**WHAT THE TASK ASKS:** Render the records below as a two-column CSV with the header "instruction,keypoints". Give one row per record, with its text in the instruction column and its answer in the keypoints column. Put each field in double quotes and turn any line breaks into spaces.

───── RECORDED DATA

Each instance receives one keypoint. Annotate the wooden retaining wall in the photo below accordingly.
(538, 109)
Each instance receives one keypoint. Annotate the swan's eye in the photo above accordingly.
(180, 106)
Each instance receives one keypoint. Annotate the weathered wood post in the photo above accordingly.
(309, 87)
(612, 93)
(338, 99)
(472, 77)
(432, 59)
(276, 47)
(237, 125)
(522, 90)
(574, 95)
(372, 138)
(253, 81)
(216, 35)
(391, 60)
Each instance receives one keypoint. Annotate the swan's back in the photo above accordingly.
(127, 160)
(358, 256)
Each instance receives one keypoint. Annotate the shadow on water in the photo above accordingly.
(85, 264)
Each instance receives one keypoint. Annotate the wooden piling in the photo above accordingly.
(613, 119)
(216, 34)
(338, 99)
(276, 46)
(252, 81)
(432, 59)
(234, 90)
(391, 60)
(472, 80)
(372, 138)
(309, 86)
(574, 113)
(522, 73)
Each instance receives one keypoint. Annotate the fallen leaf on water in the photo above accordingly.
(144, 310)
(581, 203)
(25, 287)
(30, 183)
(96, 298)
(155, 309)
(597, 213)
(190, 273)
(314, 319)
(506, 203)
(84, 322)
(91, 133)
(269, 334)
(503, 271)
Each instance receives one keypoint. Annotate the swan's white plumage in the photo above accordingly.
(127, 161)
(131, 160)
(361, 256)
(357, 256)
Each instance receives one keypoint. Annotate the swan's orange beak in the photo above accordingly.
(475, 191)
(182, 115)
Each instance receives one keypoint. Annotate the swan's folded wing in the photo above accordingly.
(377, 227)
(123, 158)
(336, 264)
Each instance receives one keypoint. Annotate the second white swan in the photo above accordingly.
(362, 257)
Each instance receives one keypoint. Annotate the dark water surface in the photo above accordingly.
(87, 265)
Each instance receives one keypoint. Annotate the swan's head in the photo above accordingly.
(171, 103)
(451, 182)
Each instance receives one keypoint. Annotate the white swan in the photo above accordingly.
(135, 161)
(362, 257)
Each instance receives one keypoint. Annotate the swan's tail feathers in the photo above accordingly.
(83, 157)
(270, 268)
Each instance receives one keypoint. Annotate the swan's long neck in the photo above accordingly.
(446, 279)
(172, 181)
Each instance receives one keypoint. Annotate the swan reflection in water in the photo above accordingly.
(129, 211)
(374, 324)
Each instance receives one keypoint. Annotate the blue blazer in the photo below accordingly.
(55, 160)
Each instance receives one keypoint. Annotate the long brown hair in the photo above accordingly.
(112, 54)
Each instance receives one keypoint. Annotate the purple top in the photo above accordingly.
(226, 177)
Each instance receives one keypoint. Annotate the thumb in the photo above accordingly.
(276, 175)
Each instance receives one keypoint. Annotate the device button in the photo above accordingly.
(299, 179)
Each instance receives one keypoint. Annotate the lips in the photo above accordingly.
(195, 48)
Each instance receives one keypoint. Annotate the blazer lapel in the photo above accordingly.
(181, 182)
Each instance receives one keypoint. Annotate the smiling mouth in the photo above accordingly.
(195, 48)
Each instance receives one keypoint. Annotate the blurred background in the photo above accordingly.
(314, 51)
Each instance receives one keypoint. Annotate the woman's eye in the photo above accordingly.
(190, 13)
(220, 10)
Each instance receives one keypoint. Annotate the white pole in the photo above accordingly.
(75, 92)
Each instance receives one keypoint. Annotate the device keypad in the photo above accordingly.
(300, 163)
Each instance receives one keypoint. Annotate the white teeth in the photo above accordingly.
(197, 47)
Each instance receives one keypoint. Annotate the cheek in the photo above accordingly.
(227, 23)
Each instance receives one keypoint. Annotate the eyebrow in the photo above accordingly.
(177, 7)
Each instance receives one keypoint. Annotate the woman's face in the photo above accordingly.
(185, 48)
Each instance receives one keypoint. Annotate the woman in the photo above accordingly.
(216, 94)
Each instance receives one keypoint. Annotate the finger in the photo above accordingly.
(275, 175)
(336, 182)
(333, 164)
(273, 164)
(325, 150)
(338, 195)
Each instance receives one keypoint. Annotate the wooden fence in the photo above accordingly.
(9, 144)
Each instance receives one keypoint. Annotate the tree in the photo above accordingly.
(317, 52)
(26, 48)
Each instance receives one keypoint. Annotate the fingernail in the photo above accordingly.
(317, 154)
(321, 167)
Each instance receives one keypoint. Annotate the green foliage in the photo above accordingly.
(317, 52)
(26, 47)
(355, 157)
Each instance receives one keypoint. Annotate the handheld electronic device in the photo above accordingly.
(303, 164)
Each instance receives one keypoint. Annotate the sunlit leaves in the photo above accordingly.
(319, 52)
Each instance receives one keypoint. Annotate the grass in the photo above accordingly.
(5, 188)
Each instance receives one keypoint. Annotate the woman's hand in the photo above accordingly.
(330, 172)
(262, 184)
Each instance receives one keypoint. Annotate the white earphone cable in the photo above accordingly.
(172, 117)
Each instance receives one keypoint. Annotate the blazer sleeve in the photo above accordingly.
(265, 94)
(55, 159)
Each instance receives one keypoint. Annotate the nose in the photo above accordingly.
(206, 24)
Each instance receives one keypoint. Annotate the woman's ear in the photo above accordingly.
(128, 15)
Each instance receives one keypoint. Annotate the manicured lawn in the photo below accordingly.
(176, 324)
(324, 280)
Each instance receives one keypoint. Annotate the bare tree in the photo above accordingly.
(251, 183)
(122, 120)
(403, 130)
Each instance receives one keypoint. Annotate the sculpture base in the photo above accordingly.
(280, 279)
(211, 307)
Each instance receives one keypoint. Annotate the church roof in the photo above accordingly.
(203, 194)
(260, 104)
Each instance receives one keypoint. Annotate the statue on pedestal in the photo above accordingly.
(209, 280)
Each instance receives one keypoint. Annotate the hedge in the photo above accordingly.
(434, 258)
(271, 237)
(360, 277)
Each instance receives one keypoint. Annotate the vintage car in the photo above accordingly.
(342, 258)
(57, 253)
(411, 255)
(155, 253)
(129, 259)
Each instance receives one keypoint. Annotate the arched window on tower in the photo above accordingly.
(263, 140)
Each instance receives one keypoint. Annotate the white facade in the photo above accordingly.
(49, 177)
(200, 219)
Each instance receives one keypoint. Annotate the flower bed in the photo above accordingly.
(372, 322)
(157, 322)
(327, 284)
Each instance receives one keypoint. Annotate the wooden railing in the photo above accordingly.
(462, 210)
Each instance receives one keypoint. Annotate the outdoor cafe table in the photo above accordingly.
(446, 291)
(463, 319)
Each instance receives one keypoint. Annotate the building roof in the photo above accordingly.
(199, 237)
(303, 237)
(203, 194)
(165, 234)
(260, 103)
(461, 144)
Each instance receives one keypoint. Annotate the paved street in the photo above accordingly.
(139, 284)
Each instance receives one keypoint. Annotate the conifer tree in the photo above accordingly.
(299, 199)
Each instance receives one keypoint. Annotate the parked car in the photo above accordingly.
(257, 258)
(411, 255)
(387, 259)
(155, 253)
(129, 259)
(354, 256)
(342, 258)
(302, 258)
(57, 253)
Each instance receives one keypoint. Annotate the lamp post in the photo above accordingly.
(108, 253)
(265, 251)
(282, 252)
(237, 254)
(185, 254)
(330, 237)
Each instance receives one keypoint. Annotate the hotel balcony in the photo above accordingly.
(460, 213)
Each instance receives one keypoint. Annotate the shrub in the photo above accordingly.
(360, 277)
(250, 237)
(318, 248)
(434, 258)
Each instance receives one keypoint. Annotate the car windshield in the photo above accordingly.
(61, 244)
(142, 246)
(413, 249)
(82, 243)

──────────

**TASK SOLUTION:**
instruction,keypoints
"Each instance receives one keypoint. Annotate the wooden retaining wall in the photo below accordingly.","(538, 109)"
"Each instance receives one keypoint. Annotate the swan's eye in the photo above accordingly.","(180, 106)"
"Each instance receives one keypoint. Annotate the weathered wood post in the photo above accordingly.","(309, 87) (612, 93) (338, 99) (472, 77) (432, 59) (276, 47) (237, 125) (522, 90) (574, 95) (372, 138) (253, 81) (216, 35) (391, 60)"
"Each instance receives one keypoint. Annotate the swan's back in the photo above accordingly.","(127, 160) (358, 256)"
"Each instance receives one keypoint. Annotate the shadow on water in the photo above accordingly.","(85, 264)"
"Each instance receives one keypoint. Annotate the wooden piling in the photo above accordingly.","(613, 119) (216, 34) (338, 99) (276, 46) (252, 81) (432, 59) (234, 90) (391, 60) (472, 80) (372, 138) (309, 86) (574, 113) (522, 73)"
"Each instance receives one keypoint. Annotate the fallen leaf on water in the photo above accordingly.","(144, 310) (581, 203) (25, 287) (30, 183) (96, 298) (155, 309) (597, 213) (190, 273) (314, 319) (506, 203) (84, 322) (91, 133) (269, 334) (503, 271)"
"Each instance receives one keypoint. Annotate the swan's white plumage in the photo above accordingly.","(127, 161) (131, 160) (361, 256) (357, 256)"
"Each instance receives one keypoint. Annotate the swan's orange beak in the photo above accordingly.","(475, 191) (182, 115)"
"Each instance receives one keypoint. Annotate the swan's folded wing in the photo above accordingly.","(377, 227) (123, 158) (336, 264)"
"Each instance receives one keypoint. Annotate the second white swan in the photo above accordingly.","(362, 257)"
"Each instance receives one keypoint. Annotate the dark water surface in the photo above accordingly.","(87, 265)"
"Each instance receives one keypoint. Annotate the swan's head in the photo above accordingly.","(171, 103) (451, 182)"
"Each instance receives one keypoint. Annotate the white swan in the photo above accordingly.","(135, 161) (362, 257)"
"Each instance receives one keypoint. Annotate the swan's tail feathers in the photo above accordingly.","(83, 157) (270, 268)"
"Each instance receives one keypoint. Annotate the swan's long neck in the photo above accordingly.","(446, 279) (172, 181)"
"Each instance receives one keypoint. Annotate the swan reflection in water in the photo above accordingly.","(129, 211) (374, 324)"
"Each instance receives one keypoint. Annotate the blue blazer in the photo below accordingly.","(55, 160)"
"Each instance receives one keypoint. Annotate the long brown hair in the photo above accordingly.","(112, 54)"
"Each instance receives one keypoint. Annotate the purple top in the photo above accordingly.","(226, 177)"
"Each instance receives one keypoint. Annotate the thumb in the photo above accordingly.","(276, 175)"
"Each instance receives one keypoint. Annotate the device button in the photo above accordingly.","(299, 179)"
"Each instance receives one keypoint. Annotate the lips in the photo above accordingly.","(195, 48)"
"Each instance receives one keypoint. Annotate the blazer lapel in the photo above accordingly.","(181, 182)"
"Each instance receives one keypoint. Annotate the smiling mouth in the photo above accordingly.","(195, 48)"
"Each instance receives one keypoint. Annotate the blurred background in the photo above accordingly.","(314, 51)"
"Each instance receives one keypoint. Annotate the woman's eye in the photo above accordingly.","(190, 13) (220, 10)"
"Each instance receives one keypoint. Annotate the white pole in the photo above accordingly.","(75, 92)"
"Each instance receives one keypoint. Annotate the device keypad in the photo above accordingly.","(300, 163)"
"Each instance receives one keypoint. Annotate the white teeth in the photo above accordingly.","(197, 47)"
"Each instance receives one keypoint. Annotate the cheek in the photo above accordingly.","(227, 23)"
"Each instance receives one keypoint. Annotate the eyebrow in the photo above accordingly.","(177, 7)"
"Each instance receives one keypoint. Annotate the woman's face in the photo above accordingly.","(185, 48)"
"Each instance receives one keypoint. Annotate the woman in the photo above accordingly.","(216, 94)"
"Each instance receives one keypoint. Annotate the finger in the photo above accordingly.","(275, 175) (336, 182) (333, 164) (273, 164) (325, 150) (338, 195)"
"Each instance receives one keypoint. Annotate the wooden fence in the photo above accordingly.","(9, 144)"
"Each instance receives one keypoint. Annotate the tree in the photo above accordingly.","(317, 52) (26, 48)"
"Each instance receives one keypoint. Annotate the fingernail in the photo above accordingly.","(317, 154) (321, 167)"
"Each instance receives one keypoint. Annotate the green foliage in the photo above accordingly.","(317, 52) (26, 47) (355, 157)"
"Each instance receives one keypoint. Annotate the handheld electronic device in the photo above accordingly.","(303, 164)"
"Each instance receives one keypoint. Annotate the sunlit leaves in the photo above accordingly.","(319, 52)"
"Each instance receives one keypoint. Annotate the grass in the photo above accordingly.","(5, 188)"
"Each instance receives one keypoint. Annotate the woman's hand in the photo above accordingly.","(330, 172) (262, 184)"
"Each instance receives one keypoint. Annotate the white earphone cable in the photo above accordingly.","(172, 117)"
"Each instance receives one keypoint. Annotate the blazer sleeve in the photo above accordingly.","(265, 94) (55, 159)"
"Each instance receives one keypoint. Annotate the nose in the photo above accordingly.","(206, 24)"
"Each instance receives one keypoint. Annotate the woman's ear in the photo above accordingly.","(128, 15)"
"Each instance receives one keypoint. Annotate the manicured lawn in the photo below accordingly.","(176, 324) (324, 280)"
"Each instance receives one keypoint. Annotate the bare tree in the photo above accordingly.","(251, 183) (122, 120) (403, 130)"
"Each instance receives one keypoint. Annotate the sculpture base in the photo above accordingly.","(280, 279) (211, 307)"
"Each instance receives one keypoint. Annotate the church roof in the photo above accordingly.","(203, 194) (260, 104)"
"Each instance receives one keypoint. Annotate the statue on pedestal in the photo above accordingly.","(209, 280)"
"Each instance receives one keypoint. Annotate the hedge in the photo above accordingly.","(434, 258) (271, 237) (360, 277)"
"Each instance receives one keypoint. Annotate the vintage car in the photo above accordingly.","(342, 258) (57, 253) (411, 255) (155, 253) (129, 259)"
"Each instance receives one keypoint. Annotate the arched window on tower in the photo above accordingly.","(263, 140)"
"Each instance receives one keypoint. Annotate the white facade in the photo above accordingly.","(49, 177) (200, 219)"
"Each instance receives one keypoint. Annotate the flower bed in the photo above accordingly.","(372, 322) (157, 322) (327, 284)"
"Each instance receives one keypoint. Annotate the wooden railing in the photo above accordingly.","(462, 210)"
"Each instance receives one keypoint. Annotate the outdoor cafe table in the photo above accordingly.","(446, 291) (463, 319)"
"Each instance receives one keypoint. Annotate the building roof in the photo above accordingly.","(199, 237) (303, 237) (203, 194) (165, 234) (260, 103) (461, 144)"
"Each instance receives one keypoint. Annotate the paved street in the photo above accordingly.","(139, 284)"
"Each instance receives one keypoint. Annotate the conifer tree in the photo above accordingly.","(299, 199)"
"Each instance receives one keypoint. Annotate the parked car in the photo above accordingly.","(257, 258) (411, 255) (387, 259) (155, 253) (129, 259) (354, 256) (342, 258) (302, 258) (57, 253)"
"Each instance receives one keypoint. Annotate the lamp post in the photo above accordingly.","(108, 253) (265, 251) (282, 252) (237, 254) (185, 254) (330, 237)"
"Each instance receives one keypoint. Annotate the hotel balcony in the photo above accordingly.","(460, 213)"
"Each instance receives one keypoint. Annotate the shrub in the photo above accordingly.","(360, 277) (250, 237) (318, 248) (434, 258)"
"Each instance receives one keypoint. Annotate the car windshield in the photo above accordingly.","(61, 244) (142, 246) (413, 249) (82, 243)"